Excerpts from a point labeling dataset
---+---
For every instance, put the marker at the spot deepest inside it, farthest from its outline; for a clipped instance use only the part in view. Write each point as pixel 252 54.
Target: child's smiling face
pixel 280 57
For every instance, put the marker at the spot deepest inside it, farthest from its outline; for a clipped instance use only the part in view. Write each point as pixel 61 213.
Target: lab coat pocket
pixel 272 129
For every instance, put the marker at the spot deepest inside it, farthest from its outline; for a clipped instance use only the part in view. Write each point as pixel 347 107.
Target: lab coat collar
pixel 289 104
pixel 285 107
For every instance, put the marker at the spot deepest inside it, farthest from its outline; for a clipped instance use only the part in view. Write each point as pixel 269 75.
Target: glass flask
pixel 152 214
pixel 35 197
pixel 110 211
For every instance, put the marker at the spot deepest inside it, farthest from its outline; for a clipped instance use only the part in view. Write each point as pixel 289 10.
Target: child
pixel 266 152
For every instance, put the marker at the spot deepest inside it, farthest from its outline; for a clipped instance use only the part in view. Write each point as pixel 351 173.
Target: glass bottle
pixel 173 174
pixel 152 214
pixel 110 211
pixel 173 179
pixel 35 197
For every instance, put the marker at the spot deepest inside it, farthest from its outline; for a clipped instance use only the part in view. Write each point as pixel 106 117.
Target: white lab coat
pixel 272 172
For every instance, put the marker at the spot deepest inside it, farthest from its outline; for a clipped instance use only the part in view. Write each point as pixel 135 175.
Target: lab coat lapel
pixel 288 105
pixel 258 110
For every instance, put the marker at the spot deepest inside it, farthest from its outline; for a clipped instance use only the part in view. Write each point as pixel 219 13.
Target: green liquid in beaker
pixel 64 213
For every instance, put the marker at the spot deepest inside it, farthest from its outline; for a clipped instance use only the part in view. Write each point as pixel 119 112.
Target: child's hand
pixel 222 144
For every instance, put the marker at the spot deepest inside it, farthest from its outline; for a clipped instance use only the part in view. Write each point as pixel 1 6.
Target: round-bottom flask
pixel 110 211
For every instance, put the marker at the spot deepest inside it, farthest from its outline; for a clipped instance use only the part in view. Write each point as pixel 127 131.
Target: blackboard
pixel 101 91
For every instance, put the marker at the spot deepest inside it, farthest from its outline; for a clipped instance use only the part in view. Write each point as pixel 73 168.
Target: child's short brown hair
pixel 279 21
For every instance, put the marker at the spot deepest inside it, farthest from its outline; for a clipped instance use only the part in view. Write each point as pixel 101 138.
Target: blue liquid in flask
---+---
Set out every line of the data above as a numbered list, omitting any blank lines.

### The result
1. For every instance, put the marker at the spot deepest inside it, farthest from its outline; for a clipped instance use only the part in view. Write each point as pixel 252 54.
2. Target: child's smiling face
3. pixel 280 57
4. For every instance, put the marker at the spot deepest inside it, farthest from its outline; for a clipped instance use only the part in view. Write each point as pixel 61 213.
5. Target: lab coat pocket
6. pixel 272 129
7. For every instance, put the marker at the spot deepest inside it, farthest from its outline; for a clipped instance use only the part in view. Write each point as pixel 347 107.
8. Target: lab coat collar
9. pixel 289 104
10. pixel 285 107
11. For every instance, put the marker at the spot deepest inside it, farthest from its outline; for a clipped instance use only the part in view. Write each point as pixel 269 75.
12. Target: glass flask
13. pixel 152 214
14. pixel 35 197
15. pixel 110 211
16. For every instance, put the marker at the spot deepest inside it, farthest from its outline; for a clipped instance use only the part in view. Write each point as pixel 289 10.
17. Target: child
18. pixel 266 152
19. For every instance, put the marker at the spot deepest inside it, farthest from its outline; for a clipped instance use only the part in view. Write each point as pixel 351 173.
20. Target: glass bottle
21. pixel 173 174
22. pixel 152 214
23. pixel 110 211
24. pixel 173 179
25. pixel 35 197
26. For every instance, put the marker at the spot deepest inside it, farthest from its outline; for a clipped instance use only the part in view. Write each point as pixel 106 117.
27. Target: white lab coat
28. pixel 272 172
29. For every instance, put the marker at the spot deepest inside it, farthest from its outline; for a clipped instance use only the part in view. Write each point as pixel 135 175.
30. Target: lab coat lapel
31. pixel 288 105
32. pixel 258 110
33. For every instance, put the marker at the spot deepest inside it, farthest from its outline; for a clipped instance use only the part in view. Write each point as pixel 219 13.
34. Target: green liquid in beaker
35. pixel 64 213
36. For every instance, put the marker at the spot deepest inside it, farthest from its outline; for a clipped instance use only the part in view. Write each point as pixel 119 112.
37. Target: child's hand
38. pixel 222 144
39. For every instance, put the marker at the spot deepest inside it, farthest from its outline; for a clipped instance use only the part in view. Write each point as pixel 1 6.
40. Target: round-bottom flask
41. pixel 110 211
42. For every instance, put the marker at the spot deepest inside it, farthest from its outline; for a clipped instance use only the part in view. Write each point as pixel 127 131.
43. Target: blackboard
44. pixel 101 91
45. For every instance, put the marker at the spot deepest inside it, farthest from its outline; for a clipped instance use only the part in view. Write each point as pixel 73 168.
46. Target: child's short brown hair
47. pixel 279 21
48. For every instance, put the marker at the spot deepest inside it, farthest from its outline; for a clipped instance use only the part in view. Write each point as pixel 101 138.
49. Target: blue liquid in flask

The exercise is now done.